Task details:
Which lines of the data below contain "orange"? Please show them all.

*** Opening Exercise material ***

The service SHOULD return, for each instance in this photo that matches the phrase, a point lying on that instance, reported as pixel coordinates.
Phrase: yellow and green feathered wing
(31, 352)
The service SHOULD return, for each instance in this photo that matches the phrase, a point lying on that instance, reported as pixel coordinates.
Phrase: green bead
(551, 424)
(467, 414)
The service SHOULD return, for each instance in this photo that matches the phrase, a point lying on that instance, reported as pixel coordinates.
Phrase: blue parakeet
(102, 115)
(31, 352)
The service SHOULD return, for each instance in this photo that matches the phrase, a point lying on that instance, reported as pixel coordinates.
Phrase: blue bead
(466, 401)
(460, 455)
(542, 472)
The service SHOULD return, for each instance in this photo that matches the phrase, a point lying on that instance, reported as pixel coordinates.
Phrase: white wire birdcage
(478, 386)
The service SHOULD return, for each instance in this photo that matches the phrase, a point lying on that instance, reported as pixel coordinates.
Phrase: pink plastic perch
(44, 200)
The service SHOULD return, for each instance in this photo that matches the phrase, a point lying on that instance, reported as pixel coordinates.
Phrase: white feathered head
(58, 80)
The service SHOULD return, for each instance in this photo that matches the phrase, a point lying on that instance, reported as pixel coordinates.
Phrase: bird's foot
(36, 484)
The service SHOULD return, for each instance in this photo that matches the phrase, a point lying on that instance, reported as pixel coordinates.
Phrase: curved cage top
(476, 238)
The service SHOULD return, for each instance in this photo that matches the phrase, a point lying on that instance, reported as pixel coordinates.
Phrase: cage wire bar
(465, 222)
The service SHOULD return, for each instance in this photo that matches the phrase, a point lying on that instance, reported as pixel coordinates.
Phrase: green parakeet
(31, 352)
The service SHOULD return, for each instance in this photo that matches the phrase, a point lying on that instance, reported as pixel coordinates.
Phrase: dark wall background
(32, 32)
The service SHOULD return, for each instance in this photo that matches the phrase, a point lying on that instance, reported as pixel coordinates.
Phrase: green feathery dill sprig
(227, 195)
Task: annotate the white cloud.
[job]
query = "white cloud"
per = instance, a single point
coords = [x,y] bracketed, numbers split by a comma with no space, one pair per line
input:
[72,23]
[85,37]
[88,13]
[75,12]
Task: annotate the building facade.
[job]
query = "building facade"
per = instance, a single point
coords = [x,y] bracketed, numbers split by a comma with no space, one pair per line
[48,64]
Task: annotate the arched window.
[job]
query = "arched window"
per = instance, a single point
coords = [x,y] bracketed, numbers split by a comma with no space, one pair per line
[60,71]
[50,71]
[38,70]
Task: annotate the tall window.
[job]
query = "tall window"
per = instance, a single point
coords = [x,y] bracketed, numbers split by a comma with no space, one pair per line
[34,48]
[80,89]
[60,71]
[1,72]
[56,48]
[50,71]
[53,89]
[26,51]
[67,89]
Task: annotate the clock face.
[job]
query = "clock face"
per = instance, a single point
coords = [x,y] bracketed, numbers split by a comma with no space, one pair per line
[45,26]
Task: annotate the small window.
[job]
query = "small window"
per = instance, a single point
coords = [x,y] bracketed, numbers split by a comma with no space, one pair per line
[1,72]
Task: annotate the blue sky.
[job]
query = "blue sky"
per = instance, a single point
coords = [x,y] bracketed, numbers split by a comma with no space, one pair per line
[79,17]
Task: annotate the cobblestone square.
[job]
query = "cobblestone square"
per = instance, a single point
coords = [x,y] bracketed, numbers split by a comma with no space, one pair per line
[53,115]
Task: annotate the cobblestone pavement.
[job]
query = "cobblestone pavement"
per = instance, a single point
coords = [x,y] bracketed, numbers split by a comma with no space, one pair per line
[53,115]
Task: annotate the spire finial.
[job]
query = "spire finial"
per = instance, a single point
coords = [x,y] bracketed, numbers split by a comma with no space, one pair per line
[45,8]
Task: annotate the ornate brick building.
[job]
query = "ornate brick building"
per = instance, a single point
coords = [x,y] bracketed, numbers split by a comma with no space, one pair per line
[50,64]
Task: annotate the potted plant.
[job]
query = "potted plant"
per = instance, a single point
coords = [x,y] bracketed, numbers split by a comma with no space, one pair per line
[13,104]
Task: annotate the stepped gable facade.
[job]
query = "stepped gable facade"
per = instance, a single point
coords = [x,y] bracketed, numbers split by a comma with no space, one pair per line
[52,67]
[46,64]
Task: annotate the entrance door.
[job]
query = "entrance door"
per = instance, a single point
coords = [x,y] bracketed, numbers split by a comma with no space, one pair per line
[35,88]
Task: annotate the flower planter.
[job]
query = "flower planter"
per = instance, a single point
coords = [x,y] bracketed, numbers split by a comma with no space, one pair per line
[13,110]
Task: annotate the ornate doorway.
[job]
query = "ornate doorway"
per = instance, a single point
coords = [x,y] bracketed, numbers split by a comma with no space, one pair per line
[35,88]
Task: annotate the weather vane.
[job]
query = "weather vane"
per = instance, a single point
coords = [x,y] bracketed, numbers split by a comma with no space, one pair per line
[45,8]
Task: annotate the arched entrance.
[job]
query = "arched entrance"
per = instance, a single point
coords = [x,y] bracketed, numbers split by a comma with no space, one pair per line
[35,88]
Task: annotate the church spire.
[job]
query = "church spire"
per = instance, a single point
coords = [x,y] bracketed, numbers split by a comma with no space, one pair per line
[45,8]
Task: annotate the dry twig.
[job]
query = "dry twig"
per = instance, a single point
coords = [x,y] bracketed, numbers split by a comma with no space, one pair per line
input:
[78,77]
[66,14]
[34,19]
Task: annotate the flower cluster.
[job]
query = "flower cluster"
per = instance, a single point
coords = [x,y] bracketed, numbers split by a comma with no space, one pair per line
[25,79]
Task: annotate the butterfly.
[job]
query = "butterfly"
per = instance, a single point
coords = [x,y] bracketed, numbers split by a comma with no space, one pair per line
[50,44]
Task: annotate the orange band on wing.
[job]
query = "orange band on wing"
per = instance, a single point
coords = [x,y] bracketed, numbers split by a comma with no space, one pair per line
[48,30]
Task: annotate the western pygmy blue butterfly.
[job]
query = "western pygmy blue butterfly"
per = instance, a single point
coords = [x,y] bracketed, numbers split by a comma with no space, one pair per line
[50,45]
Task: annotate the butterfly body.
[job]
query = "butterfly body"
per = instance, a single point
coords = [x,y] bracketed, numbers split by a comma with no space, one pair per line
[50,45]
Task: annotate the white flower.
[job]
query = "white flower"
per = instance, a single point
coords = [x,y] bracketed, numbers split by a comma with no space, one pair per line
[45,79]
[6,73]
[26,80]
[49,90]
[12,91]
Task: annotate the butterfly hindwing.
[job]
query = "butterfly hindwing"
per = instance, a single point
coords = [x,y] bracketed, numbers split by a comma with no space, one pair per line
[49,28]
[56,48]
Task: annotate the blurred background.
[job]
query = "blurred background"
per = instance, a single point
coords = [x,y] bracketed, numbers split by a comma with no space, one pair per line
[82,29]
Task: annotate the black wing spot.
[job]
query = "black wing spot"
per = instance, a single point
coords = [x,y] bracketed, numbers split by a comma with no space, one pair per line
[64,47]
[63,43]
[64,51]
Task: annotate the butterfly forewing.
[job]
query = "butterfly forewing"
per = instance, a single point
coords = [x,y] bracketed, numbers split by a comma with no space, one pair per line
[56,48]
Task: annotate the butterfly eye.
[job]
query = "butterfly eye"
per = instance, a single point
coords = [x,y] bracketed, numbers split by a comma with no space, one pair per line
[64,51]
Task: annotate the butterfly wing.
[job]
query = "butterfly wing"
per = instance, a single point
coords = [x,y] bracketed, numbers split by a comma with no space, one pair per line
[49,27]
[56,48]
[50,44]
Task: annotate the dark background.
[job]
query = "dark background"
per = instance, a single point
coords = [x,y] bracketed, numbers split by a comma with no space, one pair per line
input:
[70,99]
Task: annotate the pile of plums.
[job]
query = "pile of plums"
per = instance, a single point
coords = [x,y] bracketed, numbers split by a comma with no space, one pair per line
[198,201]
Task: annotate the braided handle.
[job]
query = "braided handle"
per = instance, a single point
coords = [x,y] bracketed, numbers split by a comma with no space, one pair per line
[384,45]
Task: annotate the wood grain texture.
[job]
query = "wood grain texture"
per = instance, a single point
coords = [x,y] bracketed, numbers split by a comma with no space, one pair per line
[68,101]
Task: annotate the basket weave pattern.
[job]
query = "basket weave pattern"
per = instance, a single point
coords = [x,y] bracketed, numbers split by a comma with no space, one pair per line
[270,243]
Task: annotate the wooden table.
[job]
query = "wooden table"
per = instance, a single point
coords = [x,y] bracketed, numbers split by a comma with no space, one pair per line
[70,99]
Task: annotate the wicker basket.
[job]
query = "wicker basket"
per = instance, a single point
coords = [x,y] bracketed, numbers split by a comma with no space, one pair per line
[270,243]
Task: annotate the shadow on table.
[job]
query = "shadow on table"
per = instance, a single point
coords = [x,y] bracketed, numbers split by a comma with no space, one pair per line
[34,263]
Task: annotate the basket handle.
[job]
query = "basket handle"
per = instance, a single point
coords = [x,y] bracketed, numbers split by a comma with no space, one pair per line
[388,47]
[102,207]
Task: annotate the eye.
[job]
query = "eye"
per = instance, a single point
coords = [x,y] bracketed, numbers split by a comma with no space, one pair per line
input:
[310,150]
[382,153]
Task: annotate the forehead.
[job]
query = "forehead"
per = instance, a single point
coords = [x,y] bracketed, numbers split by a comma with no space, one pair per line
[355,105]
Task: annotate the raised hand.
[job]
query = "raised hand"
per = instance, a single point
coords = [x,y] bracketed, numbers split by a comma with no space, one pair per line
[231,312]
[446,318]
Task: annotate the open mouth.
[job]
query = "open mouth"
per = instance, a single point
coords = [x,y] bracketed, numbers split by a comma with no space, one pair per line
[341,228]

*** Closing Exercise material ***

Output of the task:
Task: annotate the orange band on wing.
query = "orange band on wing"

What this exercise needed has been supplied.